- Task statement: List each of the following lines that contains the string "below". Case counts.

----- Dataset excerpts -----

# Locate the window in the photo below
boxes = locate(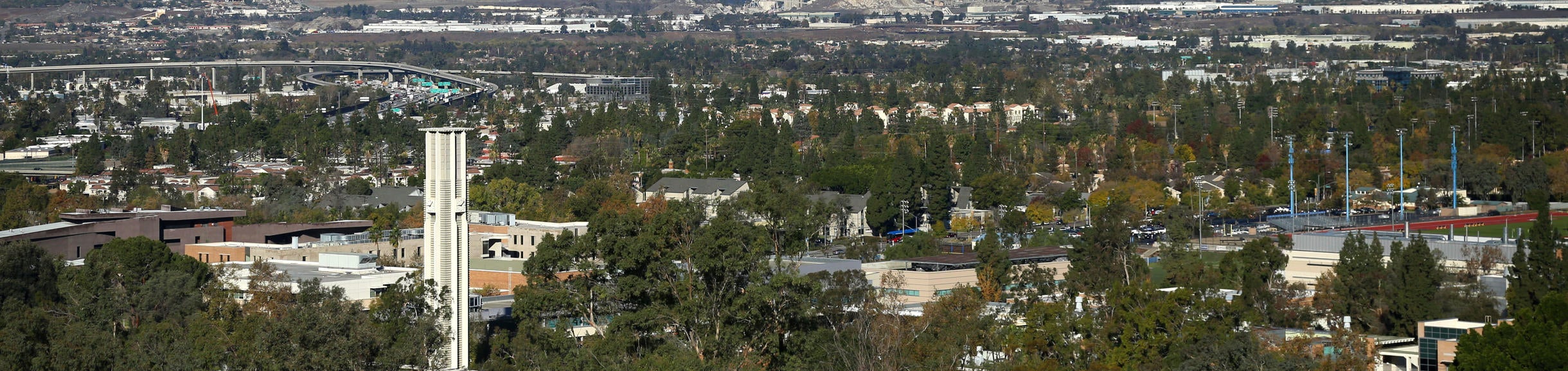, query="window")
[883,288,920,296]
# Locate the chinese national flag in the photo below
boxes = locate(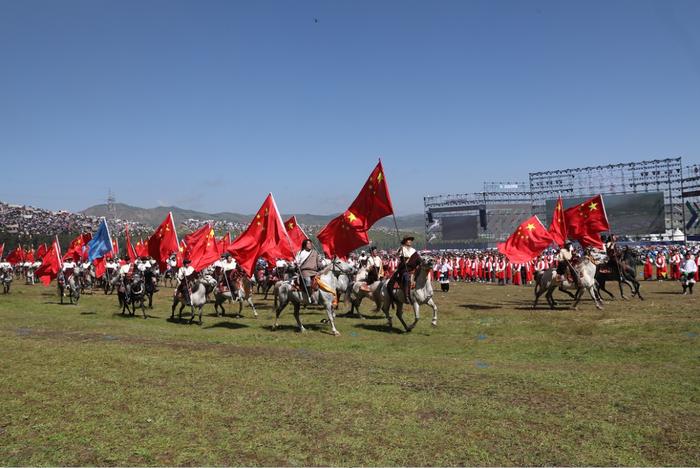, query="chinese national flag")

-----

- Answer to this exercise:
# Locate the window in the photo below
# Locate the chinese national flag in the photo below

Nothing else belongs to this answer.